### EXCERPTED PASSAGE
'''

Since we’re going to combine two images, we’ll need unique band names, so we’ll add “sp” to the earlier image band names (to produce “spB01”, etc.), and “su” to the later image band names, and get 18 unique names.

sentinelBands <- paste0("B",c("02","03","04","05","06","07","8A","11","12"))
sentFilesSpring <- paste0(img10mFolderSpring,"/T10TGK_",
                              imgDateTimeSpring,"_",sentinelBands,"_20m.jp2")
sentinelSpring <- rast(sentFilesSpring)
names(sentinelSpring) <- paste0("sp",str_sub(sentinelBands,2,3))

sentFilesSummer <- paste0(img10mFolderSummer,"/T10TGK_",
                              imgDateTimeSummer,"_",sentinelBands,"_20m.jp2")
sentinelSummer <- rast(sentFilesSummer)
names(sentinelSummer) <- paste0("su",str_sub(sentinelBands,2,3))
RCVext <- ext(715680,725040,4419120,4429980)
sentRCVspring <- crop(sentinelSpring,RCVext)
sentRCVsummer <- crop(sentinelSummer,RCVext)

11.8.1 Create a 18-band stack from both images

Since we have two imagery dates , we have a total of 18 variables to work with. So we’ll put these together as a multi-band stack simply using c() with the two 9-band images to get an 18-band stack.

sentRCV <- c(sentRCVspring, sentRCVsummer)
plotRGB(subset(sentRCV,c(7,3,2)),stretch="lin")

The “summer” bands are 10 through 18, so the following image display of NIR-R-G specified by numbers c(16,12,11) is comparable to c(7,3,2) from spring.

plotRGB(subset(sentRCV,c(16,12,11)),stretch="lin")

'''

(Records from a collection)
'''

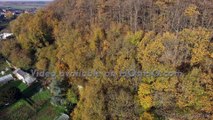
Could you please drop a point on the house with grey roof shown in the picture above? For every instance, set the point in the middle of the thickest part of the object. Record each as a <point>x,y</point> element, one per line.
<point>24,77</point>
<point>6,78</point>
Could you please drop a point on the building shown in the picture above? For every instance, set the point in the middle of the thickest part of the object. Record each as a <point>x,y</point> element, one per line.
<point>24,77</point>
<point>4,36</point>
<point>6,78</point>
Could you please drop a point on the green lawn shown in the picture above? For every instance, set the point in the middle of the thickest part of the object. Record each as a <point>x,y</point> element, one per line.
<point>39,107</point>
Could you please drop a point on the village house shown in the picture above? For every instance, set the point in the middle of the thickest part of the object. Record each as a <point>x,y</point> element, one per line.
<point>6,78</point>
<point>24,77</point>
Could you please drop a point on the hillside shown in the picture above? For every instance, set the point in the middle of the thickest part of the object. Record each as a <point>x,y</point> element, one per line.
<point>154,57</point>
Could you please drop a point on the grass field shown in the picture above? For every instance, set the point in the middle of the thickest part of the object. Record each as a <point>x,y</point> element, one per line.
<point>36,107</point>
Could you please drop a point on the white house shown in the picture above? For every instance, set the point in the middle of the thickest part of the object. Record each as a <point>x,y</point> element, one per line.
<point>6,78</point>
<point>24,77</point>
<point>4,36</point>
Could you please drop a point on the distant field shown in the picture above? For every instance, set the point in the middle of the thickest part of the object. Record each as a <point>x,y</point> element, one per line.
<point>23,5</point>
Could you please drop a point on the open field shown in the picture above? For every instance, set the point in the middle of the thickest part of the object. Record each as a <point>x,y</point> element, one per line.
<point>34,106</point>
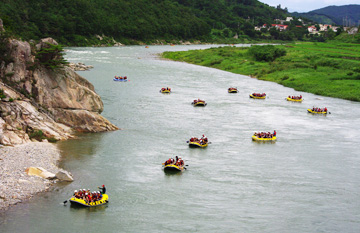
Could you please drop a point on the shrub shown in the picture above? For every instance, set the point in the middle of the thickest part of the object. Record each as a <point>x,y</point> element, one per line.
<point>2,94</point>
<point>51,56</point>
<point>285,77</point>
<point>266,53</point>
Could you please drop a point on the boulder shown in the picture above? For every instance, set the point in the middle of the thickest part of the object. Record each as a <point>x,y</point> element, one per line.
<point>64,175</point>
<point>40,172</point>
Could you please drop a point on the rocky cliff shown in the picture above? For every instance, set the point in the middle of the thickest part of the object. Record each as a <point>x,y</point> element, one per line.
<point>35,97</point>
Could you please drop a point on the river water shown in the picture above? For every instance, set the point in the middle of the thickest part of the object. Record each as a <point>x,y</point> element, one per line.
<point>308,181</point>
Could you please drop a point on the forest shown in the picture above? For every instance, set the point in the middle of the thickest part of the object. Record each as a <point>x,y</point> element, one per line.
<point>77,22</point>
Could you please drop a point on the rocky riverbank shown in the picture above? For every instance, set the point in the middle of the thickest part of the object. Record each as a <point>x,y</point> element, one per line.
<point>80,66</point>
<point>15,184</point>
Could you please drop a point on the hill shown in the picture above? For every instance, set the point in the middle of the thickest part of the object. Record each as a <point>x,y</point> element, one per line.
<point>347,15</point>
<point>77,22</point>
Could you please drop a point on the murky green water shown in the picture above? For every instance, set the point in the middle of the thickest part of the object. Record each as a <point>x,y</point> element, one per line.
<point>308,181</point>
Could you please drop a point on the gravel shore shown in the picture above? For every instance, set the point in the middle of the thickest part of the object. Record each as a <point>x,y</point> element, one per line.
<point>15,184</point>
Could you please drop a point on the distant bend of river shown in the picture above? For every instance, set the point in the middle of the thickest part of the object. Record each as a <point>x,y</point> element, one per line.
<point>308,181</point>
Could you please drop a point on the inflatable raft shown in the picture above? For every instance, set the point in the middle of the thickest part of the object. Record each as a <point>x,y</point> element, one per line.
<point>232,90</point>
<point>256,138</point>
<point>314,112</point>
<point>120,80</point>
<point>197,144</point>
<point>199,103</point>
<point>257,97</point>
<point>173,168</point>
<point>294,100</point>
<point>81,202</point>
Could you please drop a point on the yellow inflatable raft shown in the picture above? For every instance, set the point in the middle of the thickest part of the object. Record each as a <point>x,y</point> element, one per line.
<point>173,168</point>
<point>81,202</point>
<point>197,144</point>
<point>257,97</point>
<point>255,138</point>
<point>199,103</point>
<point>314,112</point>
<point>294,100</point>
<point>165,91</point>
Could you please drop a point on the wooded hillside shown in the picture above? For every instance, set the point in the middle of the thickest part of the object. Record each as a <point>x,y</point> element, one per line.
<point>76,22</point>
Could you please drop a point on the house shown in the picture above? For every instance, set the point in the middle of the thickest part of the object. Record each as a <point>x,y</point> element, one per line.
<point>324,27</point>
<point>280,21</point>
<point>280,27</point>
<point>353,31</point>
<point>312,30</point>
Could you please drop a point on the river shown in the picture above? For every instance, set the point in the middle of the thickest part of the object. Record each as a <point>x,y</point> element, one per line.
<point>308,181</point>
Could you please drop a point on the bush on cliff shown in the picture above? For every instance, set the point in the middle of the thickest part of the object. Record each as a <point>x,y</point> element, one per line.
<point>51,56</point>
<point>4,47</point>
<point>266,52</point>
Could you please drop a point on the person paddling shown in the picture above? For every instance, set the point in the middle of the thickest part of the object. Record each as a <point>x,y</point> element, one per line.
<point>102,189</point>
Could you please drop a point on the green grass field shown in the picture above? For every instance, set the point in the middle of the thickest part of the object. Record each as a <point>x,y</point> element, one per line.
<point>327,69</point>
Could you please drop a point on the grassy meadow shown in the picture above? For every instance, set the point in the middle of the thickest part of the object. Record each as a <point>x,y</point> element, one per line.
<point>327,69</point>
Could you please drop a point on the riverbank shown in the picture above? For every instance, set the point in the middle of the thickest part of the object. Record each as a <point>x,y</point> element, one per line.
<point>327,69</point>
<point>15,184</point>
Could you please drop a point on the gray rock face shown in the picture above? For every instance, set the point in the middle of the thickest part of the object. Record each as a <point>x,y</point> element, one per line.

'''

### SET TASKS
a: Echo the excerpt on Sentinel image bands from "sentinelSummer <- rast(sentFilesSummer)" up to and including "<- c(sentRCVspring, sentRCVsummer)".
b: Convert the listing, from its start up to and including the line with "<point>36,107</point>", into a Markdown table with the columns Row and Line, giving each line a row number. Leave out blank lines and pictures.

### EXPECTED OUTPUTS
a:
sentinelSummer <- rast(sentFilesSummer)
names(sentinelSummer) <- paste0("su",str_sub(sentinelBands,2,3))
RCVext <- ext(715680,725040,4419120,4429980)
sentRCVspring <- crop(sentinelSpring,RCVext)
sentRCVsummer <- crop(sentinelSummer,RCVext)

11.8.1 Create a 18-band stack from both images

Since we have two imagery dates , we have a total of 18 variables to work with. So we’ll put these together as a multi-band stack simply using c() with the two 9-band images to get an 18-band stack.

sentRCV <- c(sentRCVspring, sentRCVsummer)

b:
| Row | Line |
|---|---|
| 1 | Could you please drop a point on the house with grey roof shown in the picture above? For every instance, set the point in the middle of the thickest part of the object. Record each as a <point>x,y</point> element, one per line. |
| 2 | <point>24,77</point> |
| 3 | <point>6,78</point> |
| 4 | Could you please drop a point on the building shown in the picture above? For every instance, set the point in the middle of the thickest part of the object. Record each as a <point>x,y</point> element, one per line. |
| 5 | <point>24,77</point> |
| 6 | <point>4,36</point> |
| 7 | <point>6,78</point> |
| 8 | Could you please drop a point on the green lawn shown in the picture above? For every instance, set the point in the middle of the thickest part of the object. Record each as a <point>x,y</point> element, one per line. |
| 9 | <point>39,107</point> |
| 10 | Could you please drop a point on the village house shown in the picture above? For every instance, set the point in the middle of the thickest part of the object. Record each as a <point>x,y</point> element, one per line. |
| 11 | <point>6,78</point> |
| 12 | <point>24,77</point> |
| 13 | Could you please drop a point on the hillside shown in the picture above? For every instance, set the point in the middle of the thickest part of the object. Record each as a <point>x,y</point> element, one per line. |
| 14 | <point>154,57</point> |
| 15 | Could you please drop a point on the grass field shown in the picture above? For every instance, set the point in the middle of the thickest part of the object. Record each as a <point>x,y</point> element, one per line. |
| 16 | <point>36,107</point> |